>> Begin Material for this task

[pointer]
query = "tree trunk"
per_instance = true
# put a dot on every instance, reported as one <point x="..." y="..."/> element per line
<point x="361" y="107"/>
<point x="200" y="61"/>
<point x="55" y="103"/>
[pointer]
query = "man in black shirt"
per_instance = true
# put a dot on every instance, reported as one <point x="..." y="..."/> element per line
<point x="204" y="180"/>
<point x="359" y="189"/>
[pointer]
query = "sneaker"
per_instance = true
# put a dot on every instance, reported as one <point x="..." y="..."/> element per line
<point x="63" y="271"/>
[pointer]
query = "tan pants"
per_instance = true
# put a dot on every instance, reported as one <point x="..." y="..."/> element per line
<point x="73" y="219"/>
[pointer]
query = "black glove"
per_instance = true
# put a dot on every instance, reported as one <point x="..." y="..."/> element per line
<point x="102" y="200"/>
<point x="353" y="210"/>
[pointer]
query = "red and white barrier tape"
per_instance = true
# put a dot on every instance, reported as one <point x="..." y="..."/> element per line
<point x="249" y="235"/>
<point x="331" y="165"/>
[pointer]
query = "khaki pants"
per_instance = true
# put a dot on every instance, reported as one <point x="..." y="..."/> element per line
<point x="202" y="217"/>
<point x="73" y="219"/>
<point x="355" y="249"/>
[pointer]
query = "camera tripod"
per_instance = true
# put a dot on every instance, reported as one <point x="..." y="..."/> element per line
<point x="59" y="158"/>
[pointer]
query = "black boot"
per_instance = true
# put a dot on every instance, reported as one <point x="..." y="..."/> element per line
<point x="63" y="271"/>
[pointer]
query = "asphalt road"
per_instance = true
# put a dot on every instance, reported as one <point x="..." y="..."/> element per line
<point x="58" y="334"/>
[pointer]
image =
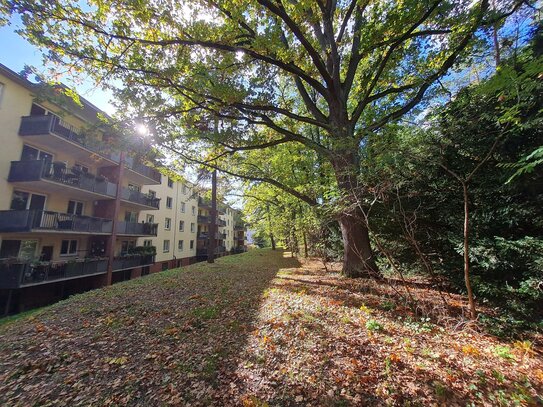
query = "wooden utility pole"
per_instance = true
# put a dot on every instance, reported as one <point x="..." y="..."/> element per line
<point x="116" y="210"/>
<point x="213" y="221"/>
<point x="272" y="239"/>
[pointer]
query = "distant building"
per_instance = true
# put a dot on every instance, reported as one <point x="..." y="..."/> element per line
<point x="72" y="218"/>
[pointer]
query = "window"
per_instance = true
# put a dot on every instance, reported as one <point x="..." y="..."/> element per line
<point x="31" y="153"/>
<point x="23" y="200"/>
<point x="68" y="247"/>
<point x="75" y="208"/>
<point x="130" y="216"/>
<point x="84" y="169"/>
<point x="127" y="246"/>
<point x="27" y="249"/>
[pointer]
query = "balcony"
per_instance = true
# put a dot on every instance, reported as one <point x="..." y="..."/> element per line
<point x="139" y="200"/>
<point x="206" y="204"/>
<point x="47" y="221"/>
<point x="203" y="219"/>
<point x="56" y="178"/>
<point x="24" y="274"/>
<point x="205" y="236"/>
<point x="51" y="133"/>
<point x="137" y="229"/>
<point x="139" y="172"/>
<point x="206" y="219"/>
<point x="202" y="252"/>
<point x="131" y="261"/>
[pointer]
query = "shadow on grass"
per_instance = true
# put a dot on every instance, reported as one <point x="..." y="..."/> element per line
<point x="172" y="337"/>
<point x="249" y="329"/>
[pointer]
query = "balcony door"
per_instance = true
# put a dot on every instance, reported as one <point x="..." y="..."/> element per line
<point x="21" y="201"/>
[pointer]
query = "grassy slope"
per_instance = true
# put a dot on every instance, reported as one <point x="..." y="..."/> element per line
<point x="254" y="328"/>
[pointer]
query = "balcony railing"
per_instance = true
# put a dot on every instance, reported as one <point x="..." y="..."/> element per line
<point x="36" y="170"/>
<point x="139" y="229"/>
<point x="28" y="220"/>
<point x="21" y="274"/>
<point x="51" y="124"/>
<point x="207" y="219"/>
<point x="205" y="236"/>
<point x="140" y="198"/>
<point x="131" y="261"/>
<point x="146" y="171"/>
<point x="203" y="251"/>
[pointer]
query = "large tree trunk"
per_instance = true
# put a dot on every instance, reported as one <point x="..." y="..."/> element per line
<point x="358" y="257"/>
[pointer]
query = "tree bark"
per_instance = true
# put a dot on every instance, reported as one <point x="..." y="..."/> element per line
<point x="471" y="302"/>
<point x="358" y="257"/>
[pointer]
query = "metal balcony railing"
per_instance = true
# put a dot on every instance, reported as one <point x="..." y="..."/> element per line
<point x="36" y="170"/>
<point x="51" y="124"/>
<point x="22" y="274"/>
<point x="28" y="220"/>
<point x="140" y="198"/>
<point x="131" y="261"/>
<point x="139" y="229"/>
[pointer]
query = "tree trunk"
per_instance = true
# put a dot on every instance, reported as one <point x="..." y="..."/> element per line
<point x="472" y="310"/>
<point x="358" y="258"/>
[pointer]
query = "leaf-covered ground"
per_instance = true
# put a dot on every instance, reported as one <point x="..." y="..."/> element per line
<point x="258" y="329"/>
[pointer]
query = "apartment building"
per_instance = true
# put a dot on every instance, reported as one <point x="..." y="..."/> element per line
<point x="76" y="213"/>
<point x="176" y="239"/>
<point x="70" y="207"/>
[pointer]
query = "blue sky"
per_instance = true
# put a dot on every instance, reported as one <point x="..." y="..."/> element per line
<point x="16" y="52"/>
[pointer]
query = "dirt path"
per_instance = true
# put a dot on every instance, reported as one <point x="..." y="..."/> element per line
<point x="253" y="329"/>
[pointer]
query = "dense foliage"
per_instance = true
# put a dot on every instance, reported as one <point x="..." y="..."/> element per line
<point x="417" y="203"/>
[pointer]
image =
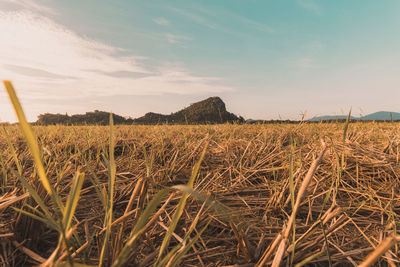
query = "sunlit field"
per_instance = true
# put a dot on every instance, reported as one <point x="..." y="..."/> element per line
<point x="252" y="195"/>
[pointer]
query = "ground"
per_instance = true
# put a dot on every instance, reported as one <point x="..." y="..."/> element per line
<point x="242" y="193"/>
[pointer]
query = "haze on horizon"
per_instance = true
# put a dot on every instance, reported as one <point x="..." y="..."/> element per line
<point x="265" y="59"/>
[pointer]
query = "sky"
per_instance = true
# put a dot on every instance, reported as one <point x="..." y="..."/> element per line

>> End Material for this task
>> Begin Material for this task

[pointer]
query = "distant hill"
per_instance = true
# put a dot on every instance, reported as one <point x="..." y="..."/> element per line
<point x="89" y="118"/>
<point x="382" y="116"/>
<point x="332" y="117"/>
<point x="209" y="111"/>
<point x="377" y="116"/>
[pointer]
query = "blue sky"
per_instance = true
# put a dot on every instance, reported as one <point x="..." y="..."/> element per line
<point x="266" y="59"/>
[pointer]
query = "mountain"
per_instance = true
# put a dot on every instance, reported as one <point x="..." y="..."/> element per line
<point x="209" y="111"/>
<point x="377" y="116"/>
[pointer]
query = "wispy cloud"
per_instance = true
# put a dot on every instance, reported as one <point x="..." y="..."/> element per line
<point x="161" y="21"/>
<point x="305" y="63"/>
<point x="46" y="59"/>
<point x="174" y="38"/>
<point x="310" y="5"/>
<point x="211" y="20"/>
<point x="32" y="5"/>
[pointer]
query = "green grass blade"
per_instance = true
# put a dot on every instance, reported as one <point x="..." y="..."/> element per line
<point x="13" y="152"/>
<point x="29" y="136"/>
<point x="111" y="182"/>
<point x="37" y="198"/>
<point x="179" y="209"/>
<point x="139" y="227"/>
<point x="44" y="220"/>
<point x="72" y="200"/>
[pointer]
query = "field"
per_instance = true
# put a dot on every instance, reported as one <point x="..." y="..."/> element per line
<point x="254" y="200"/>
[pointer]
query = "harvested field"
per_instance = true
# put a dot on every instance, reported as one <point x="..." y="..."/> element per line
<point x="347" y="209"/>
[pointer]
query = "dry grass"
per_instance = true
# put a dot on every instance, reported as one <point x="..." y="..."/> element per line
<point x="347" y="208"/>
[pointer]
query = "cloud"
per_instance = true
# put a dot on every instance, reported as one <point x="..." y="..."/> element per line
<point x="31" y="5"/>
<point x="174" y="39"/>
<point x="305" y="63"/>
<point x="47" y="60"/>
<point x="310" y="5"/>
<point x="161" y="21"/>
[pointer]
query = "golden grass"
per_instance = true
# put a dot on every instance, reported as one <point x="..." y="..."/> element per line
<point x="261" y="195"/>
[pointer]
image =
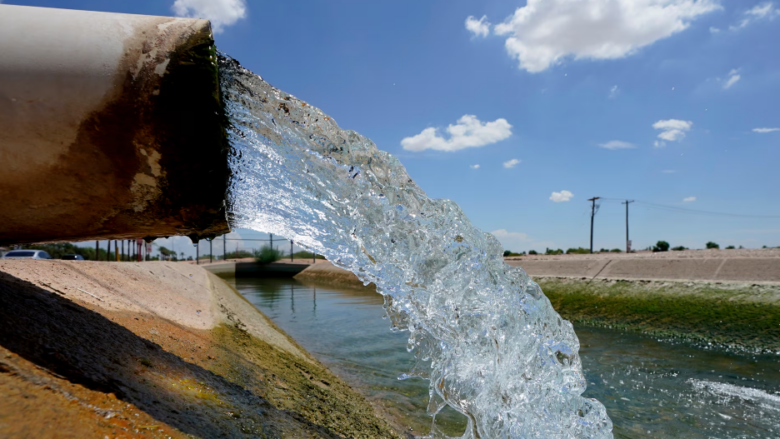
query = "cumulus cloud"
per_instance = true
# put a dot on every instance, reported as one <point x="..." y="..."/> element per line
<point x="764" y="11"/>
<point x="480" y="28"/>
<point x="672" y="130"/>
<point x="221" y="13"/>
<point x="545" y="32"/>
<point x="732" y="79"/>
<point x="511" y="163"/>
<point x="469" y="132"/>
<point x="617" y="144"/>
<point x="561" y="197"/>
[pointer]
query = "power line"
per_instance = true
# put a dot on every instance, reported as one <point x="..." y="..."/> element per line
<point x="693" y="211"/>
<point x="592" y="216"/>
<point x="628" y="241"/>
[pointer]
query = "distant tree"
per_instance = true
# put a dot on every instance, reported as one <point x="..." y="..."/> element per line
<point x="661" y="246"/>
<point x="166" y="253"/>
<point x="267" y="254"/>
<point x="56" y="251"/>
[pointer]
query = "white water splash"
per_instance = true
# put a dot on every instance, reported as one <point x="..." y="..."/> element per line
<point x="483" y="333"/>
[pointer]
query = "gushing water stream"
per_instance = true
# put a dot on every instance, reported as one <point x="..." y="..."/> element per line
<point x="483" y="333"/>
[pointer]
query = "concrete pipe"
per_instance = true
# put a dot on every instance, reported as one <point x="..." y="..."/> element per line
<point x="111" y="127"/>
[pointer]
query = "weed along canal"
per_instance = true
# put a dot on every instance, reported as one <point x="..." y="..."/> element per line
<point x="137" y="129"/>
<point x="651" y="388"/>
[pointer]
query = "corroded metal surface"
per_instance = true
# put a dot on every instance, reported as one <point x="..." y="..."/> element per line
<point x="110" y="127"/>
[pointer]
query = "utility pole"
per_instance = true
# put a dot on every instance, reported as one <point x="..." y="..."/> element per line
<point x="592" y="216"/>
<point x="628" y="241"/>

>> End Material for this task

● **Aim of the exercise**: How many of the lines above contain the string "pole"? Case counts. Reply with the number alone.

● **Output of the exercise**: 2